• EXERCISE: Tally the lines in the entries below where the string "cliff" occurs. Reply with the total alone.

Stored data entries:
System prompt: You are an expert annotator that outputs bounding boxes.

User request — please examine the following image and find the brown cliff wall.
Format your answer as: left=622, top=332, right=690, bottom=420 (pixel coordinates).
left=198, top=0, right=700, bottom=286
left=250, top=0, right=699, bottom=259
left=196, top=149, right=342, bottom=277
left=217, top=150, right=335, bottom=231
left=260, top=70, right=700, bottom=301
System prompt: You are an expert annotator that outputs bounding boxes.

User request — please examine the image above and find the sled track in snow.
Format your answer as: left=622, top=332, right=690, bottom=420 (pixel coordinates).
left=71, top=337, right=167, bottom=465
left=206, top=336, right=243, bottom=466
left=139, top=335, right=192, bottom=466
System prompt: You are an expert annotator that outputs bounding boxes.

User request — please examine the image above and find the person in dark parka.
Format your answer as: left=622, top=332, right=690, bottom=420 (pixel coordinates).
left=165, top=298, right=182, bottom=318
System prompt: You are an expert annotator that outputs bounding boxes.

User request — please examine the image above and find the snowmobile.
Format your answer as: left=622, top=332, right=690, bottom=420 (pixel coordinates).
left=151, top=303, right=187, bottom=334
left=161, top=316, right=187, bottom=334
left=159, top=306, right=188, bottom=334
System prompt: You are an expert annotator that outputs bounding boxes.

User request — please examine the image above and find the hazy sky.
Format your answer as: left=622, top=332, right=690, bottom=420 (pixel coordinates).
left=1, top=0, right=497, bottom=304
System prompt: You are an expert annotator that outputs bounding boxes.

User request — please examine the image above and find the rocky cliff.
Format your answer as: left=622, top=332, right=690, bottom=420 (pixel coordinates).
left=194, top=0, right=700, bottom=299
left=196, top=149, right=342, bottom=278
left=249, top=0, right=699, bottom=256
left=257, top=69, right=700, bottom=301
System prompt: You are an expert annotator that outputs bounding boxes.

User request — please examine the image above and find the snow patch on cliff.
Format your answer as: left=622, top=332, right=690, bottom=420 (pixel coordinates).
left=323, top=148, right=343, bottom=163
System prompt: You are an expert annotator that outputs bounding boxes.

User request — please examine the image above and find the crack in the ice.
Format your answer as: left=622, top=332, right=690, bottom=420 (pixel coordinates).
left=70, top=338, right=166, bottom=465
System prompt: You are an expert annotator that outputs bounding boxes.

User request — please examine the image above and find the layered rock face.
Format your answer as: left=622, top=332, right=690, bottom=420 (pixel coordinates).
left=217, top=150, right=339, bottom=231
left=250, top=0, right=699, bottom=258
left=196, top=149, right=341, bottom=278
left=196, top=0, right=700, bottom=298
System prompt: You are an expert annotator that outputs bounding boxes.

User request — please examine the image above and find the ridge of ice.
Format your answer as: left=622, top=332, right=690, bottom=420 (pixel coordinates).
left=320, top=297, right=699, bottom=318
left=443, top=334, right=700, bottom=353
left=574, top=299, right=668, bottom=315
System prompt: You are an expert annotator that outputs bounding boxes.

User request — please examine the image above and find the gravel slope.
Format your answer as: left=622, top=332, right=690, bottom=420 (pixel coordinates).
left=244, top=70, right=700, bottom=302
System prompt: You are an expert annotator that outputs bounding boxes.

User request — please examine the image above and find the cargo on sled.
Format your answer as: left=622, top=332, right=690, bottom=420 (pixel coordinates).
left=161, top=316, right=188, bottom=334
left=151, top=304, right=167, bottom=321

• WRITTEN ANSWER: 3